* **What you are asked to do**: Give the section of the passage on cleaning manganese stains with a chitosan gel from "Microscopic analysis of" up to and including "50× and 430×." again, changing "portable" to "handheld".

Start of Source passage

The green gel used to clean Mn-rich stains on granite and glass substrates was prepared weighing 20 g of chitosan (6% w/v, high molecular weight) solution in Acetic Acid (1% v/v), adding later 5 mL of deionised water and 5 mL of Phosphoric Acid (85 wt. % in H2O), manually stirring until obtaining a homogeneous gel. After the confection of chitosan gel, a thiourea dioxide aqueous solution was prepared dissolving 1 g of TD in 20 mL of deionised water at 50 ºC, under stirring, enabling the dissolution process. Finally, chitosan gel and TD solution were manually mixed and stirred until obtaining a uniform gel.
The cleaning gel used to test on different stained substrates was freshly prepared and the assays respected the following order: (i) granite samples collected from historical quarries; (ii) in situ application on manganese-stained granite churches; and (iii) manganese-stained glass of Leclanché cells.
Mn-stained granite samples were collected at an historical granite quarry placed at Vila Real district, in which, a stained area was selected for surface application of the cleaning gel and left to act for 2 min. It was then gently wiped with cotton swabs, performing circular movements for 1 min. Finally, the gel was removed, spraying the surface with deionised water. Residues were rinsed with absorbent kraft paper. Tests performed in situ on stained granite ashlars at Sta. Marinha, S. Tiago and N.S. Guadalupe churches followed identical procedures as described on granite samples.
Cleaning tests performed on Mn-stained Leclanché cells, followed the same procedures described above.
Cleaning effectiveness of the gel on the stained-glass cell jar was assessed through the analysis of photographs taken before and after gel application. A Canon 5D Mark II camera was used to register the process with the following settings: ISO 640; 50 mm lens; F/2,8; 1/100 s; White Balance of 3650ºK and a TINT 28 + . Two points were chosen in each glass jar to verify the before and after RGB data. It was used a white sheet inside the glass jar to isolate the face behind. The glass itself is not totally transparent but when comparing the results of the same dots of the paper sheet is clear the differences between before and after cleaning process.
Optical microscope (OM)
Microscopic analysis of the stained granite was performed and recorded with the portable OM Dino-lite Pro2 AD 4000 series, using magnifications of 50× and 430×.
The colorimetric data of black-blue stains were measured using the Chroma Meter CR-400, made by Konica Minolta, equipped with a standard colorimetric observer (2º) and a standard illuminant (C&D65), according to equipment instructions. The size of measurement aperture is Ø8 mm. After a soft cleaning with a brush, three measurements were performed at each sampling site, pressing the equipment against the selected area of analysis, avoiding the interference of external light. The results were evaluated by CIELAB colour system, defined by the International Commission on Illumination (CIE) in 1976 (http://cie.co.at). The measured chromatic coordinates were L*, a* and b*, corresponding to the lightness, red/green axes and yellow/blue axes, respectively, as is standard with the use of these commercial colorimeters.

End of Source passage
Start of Provided data

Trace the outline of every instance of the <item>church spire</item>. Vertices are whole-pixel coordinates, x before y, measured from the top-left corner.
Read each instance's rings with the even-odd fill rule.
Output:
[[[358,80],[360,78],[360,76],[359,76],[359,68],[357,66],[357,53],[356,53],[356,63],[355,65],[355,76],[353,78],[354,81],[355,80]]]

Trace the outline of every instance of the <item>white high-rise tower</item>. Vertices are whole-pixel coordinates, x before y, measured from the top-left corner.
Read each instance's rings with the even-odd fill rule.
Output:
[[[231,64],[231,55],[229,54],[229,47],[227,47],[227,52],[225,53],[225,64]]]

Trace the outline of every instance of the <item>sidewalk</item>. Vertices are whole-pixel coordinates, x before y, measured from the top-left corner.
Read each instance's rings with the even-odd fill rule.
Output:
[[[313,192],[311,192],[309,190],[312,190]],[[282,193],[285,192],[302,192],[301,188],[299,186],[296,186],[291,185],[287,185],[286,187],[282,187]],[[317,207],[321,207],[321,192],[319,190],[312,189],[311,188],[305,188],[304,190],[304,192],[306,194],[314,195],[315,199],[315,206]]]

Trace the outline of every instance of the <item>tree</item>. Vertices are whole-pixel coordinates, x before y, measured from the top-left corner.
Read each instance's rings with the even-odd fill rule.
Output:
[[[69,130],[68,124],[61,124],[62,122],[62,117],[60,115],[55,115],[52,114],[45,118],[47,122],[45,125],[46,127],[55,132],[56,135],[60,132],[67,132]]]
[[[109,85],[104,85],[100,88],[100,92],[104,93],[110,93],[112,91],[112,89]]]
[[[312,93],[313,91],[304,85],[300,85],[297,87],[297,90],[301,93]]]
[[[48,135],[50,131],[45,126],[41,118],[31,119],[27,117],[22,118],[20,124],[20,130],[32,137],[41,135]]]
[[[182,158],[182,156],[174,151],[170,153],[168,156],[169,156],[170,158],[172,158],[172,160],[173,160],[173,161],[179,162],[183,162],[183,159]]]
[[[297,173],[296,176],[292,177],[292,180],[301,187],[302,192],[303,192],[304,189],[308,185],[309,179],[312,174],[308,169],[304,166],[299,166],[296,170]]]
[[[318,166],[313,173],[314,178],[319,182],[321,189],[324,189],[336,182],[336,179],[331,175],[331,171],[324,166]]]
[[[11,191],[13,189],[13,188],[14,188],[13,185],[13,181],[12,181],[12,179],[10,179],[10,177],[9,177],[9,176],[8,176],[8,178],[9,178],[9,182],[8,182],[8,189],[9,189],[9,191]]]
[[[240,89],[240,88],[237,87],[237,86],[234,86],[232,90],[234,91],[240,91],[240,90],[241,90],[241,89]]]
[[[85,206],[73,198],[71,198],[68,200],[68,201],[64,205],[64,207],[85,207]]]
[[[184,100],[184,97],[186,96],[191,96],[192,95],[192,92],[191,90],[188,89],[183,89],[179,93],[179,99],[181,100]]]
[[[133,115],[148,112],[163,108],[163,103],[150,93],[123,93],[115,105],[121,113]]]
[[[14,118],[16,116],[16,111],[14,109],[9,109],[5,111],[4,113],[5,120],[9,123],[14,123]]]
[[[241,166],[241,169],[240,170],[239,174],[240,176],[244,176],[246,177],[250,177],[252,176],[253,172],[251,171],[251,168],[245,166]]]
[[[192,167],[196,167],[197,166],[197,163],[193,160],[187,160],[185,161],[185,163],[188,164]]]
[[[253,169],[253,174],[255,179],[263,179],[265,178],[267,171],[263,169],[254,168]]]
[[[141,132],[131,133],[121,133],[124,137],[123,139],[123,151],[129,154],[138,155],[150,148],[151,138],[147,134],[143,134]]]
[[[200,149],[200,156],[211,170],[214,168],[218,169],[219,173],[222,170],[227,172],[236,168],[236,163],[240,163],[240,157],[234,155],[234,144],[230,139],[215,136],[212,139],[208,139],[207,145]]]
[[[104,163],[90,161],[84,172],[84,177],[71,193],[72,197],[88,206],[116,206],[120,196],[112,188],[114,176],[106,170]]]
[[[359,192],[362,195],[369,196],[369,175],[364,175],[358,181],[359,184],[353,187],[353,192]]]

End of Provided data

* **Exercise result**:
Microscopic analysis of the stained granite was performed and recorded with the handheld OM Dino-lite Pro2 AD 4000 series, using magnifications of 50× and 430×.